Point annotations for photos

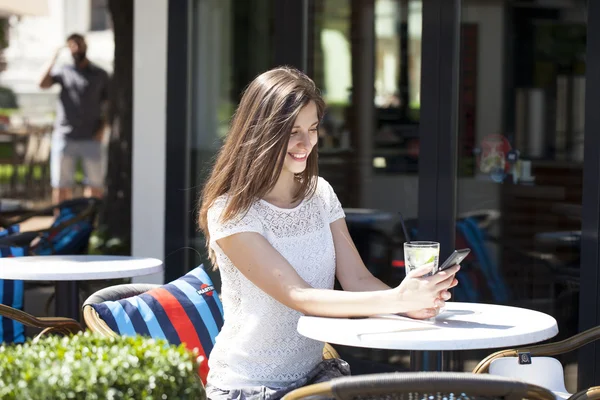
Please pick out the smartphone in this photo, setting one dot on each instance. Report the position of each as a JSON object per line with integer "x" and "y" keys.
{"x": 455, "y": 258}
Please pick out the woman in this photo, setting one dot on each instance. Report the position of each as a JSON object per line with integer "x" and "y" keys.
{"x": 277, "y": 233}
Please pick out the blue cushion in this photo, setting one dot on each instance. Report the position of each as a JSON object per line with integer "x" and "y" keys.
{"x": 73, "y": 239}
{"x": 187, "y": 310}
{"x": 11, "y": 294}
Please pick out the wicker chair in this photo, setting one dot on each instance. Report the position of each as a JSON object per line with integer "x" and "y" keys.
{"x": 422, "y": 385}
{"x": 118, "y": 292}
{"x": 65, "y": 326}
{"x": 545, "y": 350}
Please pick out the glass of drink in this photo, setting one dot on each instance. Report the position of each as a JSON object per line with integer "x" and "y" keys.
{"x": 419, "y": 253}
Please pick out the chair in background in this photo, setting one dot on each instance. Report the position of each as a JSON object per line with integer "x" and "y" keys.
{"x": 12, "y": 317}
{"x": 70, "y": 231}
{"x": 535, "y": 364}
{"x": 158, "y": 311}
{"x": 422, "y": 385}
{"x": 64, "y": 326}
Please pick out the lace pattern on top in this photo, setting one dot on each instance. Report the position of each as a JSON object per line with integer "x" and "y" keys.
{"x": 258, "y": 344}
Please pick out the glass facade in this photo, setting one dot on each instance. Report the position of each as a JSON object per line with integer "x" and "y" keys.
{"x": 520, "y": 161}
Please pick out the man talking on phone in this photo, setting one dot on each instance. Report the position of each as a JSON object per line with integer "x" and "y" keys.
{"x": 80, "y": 121}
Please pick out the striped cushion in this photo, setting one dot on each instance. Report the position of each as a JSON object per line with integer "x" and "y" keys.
{"x": 11, "y": 294}
{"x": 187, "y": 310}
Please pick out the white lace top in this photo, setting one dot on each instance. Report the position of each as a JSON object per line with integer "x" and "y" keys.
{"x": 258, "y": 344}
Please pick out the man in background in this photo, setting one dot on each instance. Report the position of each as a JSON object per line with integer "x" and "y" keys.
{"x": 80, "y": 121}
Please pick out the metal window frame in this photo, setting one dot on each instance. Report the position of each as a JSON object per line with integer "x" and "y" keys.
{"x": 589, "y": 295}
{"x": 438, "y": 135}
{"x": 177, "y": 199}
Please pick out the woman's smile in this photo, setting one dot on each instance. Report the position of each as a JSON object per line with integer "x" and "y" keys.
{"x": 298, "y": 156}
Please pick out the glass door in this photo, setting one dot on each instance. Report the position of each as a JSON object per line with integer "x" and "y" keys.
{"x": 520, "y": 158}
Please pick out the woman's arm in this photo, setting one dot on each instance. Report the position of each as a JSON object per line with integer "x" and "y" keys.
{"x": 351, "y": 272}
{"x": 264, "y": 266}
{"x": 353, "y": 275}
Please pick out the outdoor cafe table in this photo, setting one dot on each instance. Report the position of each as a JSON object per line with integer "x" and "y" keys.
{"x": 459, "y": 326}
{"x": 66, "y": 271}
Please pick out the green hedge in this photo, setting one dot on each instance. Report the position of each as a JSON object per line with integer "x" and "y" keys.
{"x": 86, "y": 366}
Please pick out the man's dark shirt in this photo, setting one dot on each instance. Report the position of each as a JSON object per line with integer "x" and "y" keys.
{"x": 79, "y": 109}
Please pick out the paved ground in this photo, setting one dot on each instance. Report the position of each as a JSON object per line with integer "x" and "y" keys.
{"x": 362, "y": 361}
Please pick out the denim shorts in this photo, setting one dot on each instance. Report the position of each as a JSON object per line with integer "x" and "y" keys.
{"x": 325, "y": 371}
{"x": 64, "y": 156}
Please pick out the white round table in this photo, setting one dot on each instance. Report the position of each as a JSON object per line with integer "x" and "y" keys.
{"x": 67, "y": 270}
{"x": 460, "y": 326}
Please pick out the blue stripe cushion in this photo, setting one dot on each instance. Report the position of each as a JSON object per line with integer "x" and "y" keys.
{"x": 11, "y": 294}
{"x": 187, "y": 310}
{"x": 73, "y": 239}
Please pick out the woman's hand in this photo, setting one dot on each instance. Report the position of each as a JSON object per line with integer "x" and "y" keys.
{"x": 423, "y": 296}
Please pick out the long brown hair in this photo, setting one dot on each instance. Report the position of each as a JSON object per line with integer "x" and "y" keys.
{"x": 251, "y": 159}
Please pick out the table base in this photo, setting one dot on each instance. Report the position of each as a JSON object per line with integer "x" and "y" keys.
{"x": 66, "y": 298}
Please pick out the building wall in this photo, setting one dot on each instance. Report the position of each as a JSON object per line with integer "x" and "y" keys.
{"x": 149, "y": 131}
{"x": 33, "y": 40}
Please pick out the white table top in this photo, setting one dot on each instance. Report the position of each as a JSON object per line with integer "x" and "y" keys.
{"x": 460, "y": 326}
{"x": 77, "y": 268}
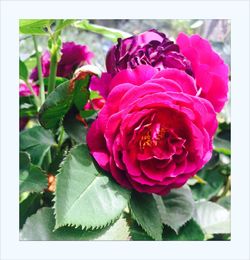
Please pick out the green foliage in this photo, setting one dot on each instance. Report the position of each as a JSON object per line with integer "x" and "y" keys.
{"x": 110, "y": 33}
{"x": 27, "y": 106}
{"x": 56, "y": 106}
{"x": 34, "y": 27}
{"x": 190, "y": 231}
{"x": 74, "y": 128}
{"x": 176, "y": 208}
{"x": 222, "y": 146}
{"x": 28, "y": 207}
{"x": 32, "y": 178}
{"x": 85, "y": 197}
{"x": 40, "y": 227}
{"x": 37, "y": 142}
{"x": 215, "y": 180}
{"x": 23, "y": 71}
{"x": 144, "y": 210}
{"x": 213, "y": 218}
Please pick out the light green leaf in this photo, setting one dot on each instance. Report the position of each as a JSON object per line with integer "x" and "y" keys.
{"x": 32, "y": 178}
{"x": 37, "y": 142}
{"x": 85, "y": 197}
{"x": 137, "y": 233}
{"x": 40, "y": 227}
{"x": 144, "y": 210}
{"x": 176, "y": 208}
{"x": 23, "y": 71}
{"x": 110, "y": 33}
{"x": 28, "y": 207}
{"x": 214, "y": 183}
{"x": 34, "y": 27}
{"x": 191, "y": 231}
{"x": 213, "y": 218}
{"x": 225, "y": 202}
{"x": 56, "y": 106}
{"x": 222, "y": 146}
{"x": 63, "y": 24}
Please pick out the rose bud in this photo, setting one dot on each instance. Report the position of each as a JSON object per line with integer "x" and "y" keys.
{"x": 73, "y": 56}
{"x": 153, "y": 133}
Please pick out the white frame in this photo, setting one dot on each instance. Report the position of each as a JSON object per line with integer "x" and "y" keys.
{"x": 238, "y": 12}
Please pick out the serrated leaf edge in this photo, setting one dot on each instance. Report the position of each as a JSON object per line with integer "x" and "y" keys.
{"x": 144, "y": 228}
{"x": 71, "y": 224}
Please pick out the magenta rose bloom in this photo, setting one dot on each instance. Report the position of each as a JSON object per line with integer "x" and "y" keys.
{"x": 73, "y": 56}
{"x": 153, "y": 132}
{"x": 210, "y": 71}
{"x": 24, "y": 90}
{"x": 148, "y": 48}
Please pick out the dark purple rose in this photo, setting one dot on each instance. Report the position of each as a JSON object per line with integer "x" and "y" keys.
{"x": 148, "y": 48}
{"x": 73, "y": 56}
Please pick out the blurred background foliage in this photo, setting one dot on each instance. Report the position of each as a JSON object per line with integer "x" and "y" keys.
{"x": 213, "y": 182}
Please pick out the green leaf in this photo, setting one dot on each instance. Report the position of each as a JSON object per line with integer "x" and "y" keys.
{"x": 110, "y": 33}
{"x": 144, "y": 210}
{"x": 34, "y": 27}
{"x": 32, "y": 178}
{"x": 214, "y": 183}
{"x": 28, "y": 207}
{"x": 222, "y": 146}
{"x": 23, "y": 71}
{"x": 87, "y": 113}
{"x": 225, "y": 202}
{"x": 81, "y": 93}
{"x": 56, "y": 106}
{"x": 191, "y": 231}
{"x": 74, "y": 128}
{"x": 63, "y": 24}
{"x": 137, "y": 233}
{"x": 27, "y": 106}
{"x": 37, "y": 142}
{"x": 213, "y": 218}
{"x": 40, "y": 227}
{"x": 59, "y": 81}
{"x": 176, "y": 208}
{"x": 84, "y": 197}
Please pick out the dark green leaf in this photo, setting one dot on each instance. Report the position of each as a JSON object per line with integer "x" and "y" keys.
{"x": 23, "y": 71}
{"x": 40, "y": 227}
{"x": 176, "y": 208}
{"x": 85, "y": 197}
{"x": 37, "y": 142}
{"x": 74, "y": 128}
{"x": 56, "y": 106}
{"x": 59, "y": 81}
{"x": 32, "y": 178}
{"x": 27, "y": 106}
{"x": 144, "y": 210}
{"x": 28, "y": 207}
{"x": 34, "y": 27}
{"x": 87, "y": 113}
{"x": 191, "y": 231}
{"x": 214, "y": 183}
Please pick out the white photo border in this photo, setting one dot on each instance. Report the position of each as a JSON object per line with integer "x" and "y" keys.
{"x": 238, "y": 13}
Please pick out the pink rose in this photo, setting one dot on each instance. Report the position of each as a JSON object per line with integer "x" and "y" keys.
{"x": 210, "y": 71}
{"x": 153, "y": 133}
{"x": 25, "y": 91}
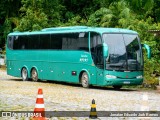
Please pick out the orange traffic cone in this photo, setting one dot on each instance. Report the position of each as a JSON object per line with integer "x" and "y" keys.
{"x": 93, "y": 112}
{"x": 39, "y": 111}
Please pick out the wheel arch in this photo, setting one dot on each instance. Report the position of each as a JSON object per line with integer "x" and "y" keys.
{"x": 80, "y": 74}
{"x": 34, "y": 67}
{"x": 26, "y": 69}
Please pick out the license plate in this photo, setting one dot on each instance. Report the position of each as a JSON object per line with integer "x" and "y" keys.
{"x": 126, "y": 82}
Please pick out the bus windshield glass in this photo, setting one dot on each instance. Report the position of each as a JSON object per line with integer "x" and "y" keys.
{"x": 124, "y": 52}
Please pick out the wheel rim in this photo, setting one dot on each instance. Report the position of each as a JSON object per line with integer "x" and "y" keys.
{"x": 34, "y": 75}
{"x": 24, "y": 74}
{"x": 84, "y": 80}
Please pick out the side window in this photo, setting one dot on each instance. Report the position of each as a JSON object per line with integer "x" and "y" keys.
{"x": 75, "y": 41}
{"x": 44, "y": 41}
{"x": 96, "y": 48}
{"x": 10, "y": 42}
{"x": 56, "y": 41}
{"x": 33, "y": 42}
{"x": 16, "y": 42}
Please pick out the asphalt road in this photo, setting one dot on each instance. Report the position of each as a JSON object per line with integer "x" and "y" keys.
{"x": 18, "y": 95}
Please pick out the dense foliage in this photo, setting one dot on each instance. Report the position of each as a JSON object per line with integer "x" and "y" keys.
{"x": 139, "y": 15}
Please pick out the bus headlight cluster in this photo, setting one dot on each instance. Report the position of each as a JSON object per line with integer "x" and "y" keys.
{"x": 139, "y": 77}
{"x": 111, "y": 76}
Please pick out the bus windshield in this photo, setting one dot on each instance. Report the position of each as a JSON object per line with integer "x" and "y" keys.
{"x": 124, "y": 52}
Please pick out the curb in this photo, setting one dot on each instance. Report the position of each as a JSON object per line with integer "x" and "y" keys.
{"x": 158, "y": 88}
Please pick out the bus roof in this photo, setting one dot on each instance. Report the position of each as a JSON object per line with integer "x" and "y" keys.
{"x": 73, "y": 29}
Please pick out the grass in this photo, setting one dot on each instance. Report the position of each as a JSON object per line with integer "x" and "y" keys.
{"x": 2, "y": 67}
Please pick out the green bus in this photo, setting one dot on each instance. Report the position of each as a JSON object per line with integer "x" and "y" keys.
{"x": 77, "y": 54}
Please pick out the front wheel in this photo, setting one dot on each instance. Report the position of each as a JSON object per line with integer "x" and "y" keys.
{"x": 34, "y": 75}
{"x": 117, "y": 87}
{"x": 24, "y": 74}
{"x": 85, "y": 80}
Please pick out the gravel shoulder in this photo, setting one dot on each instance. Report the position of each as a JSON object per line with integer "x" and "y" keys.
{"x": 18, "y": 95}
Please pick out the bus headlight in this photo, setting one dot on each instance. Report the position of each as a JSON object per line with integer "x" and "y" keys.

■ **What this task involves**
The answer consists only of the lines from the one containing "Please pick out the dense" to the end of the records, each written out exactly.

■ **Response for this exercise**
Please pick out the dense foliage in this photo, setting one dot on each instance. Report the position of each as a JSON object per line with integer "x" and "y" keys.
{"x": 139, "y": 15}
Please pick out the bus headlight cluster in this photo, setting one dot on each instance. Report the position of each as a JSON object per line with integer "x" and "y" keys.
{"x": 139, "y": 77}
{"x": 111, "y": 76}
Please pick out the bus windshield in this photo, setting one dot on each instance. Report the position of each as a JSON object per line with integer "x" and "y" keys.
{"x": 124, "y": 52}
Please pick out the curb in this photo, setting one dot on each instance. Report the position of each as a JSON object per line with integer "x" and "y" keys.
{"x": 158, "y": 88}
Please pick out the bus roof in this photo, setting one dot on each instance. Report the position of each as a JSON object per line with integer "x" and "y" keys.
{"x": 73, "y": 29}
Please pick out the grass in this photo, setting one dot on each instance. Report the position of each as a JSON object per line with integer "x" and "y" keys.
{"x": 2, "y": 67}
Please pick out the green bus in this photo, setting one dot on each instance. Report the position of each as a JSON object per line with integer "x" and "y" keys.
{"x": 77, "y": 54}
Please pick out the front wheel in this photo, setting one dot on each instance. Report the position of each as a JSON object per line with integer "x" and "y" keys.
{"x": 34, "y": 75}
{"x": 117, "y": 87}
{"x": 24, "y": 74}
{"x": 85, "y": 80}
Please pick out the gravel shoulder in this photo, setting one dot on each instance. Report the position of each as a JSON object per line with integer "x" and "y" keys.
{"x": 18, "y": 95}
Please pick out the bus headlight in this photo, setting one dot on each instance. Report the position of each as a JSON object per line with integer "x" and "y" keys.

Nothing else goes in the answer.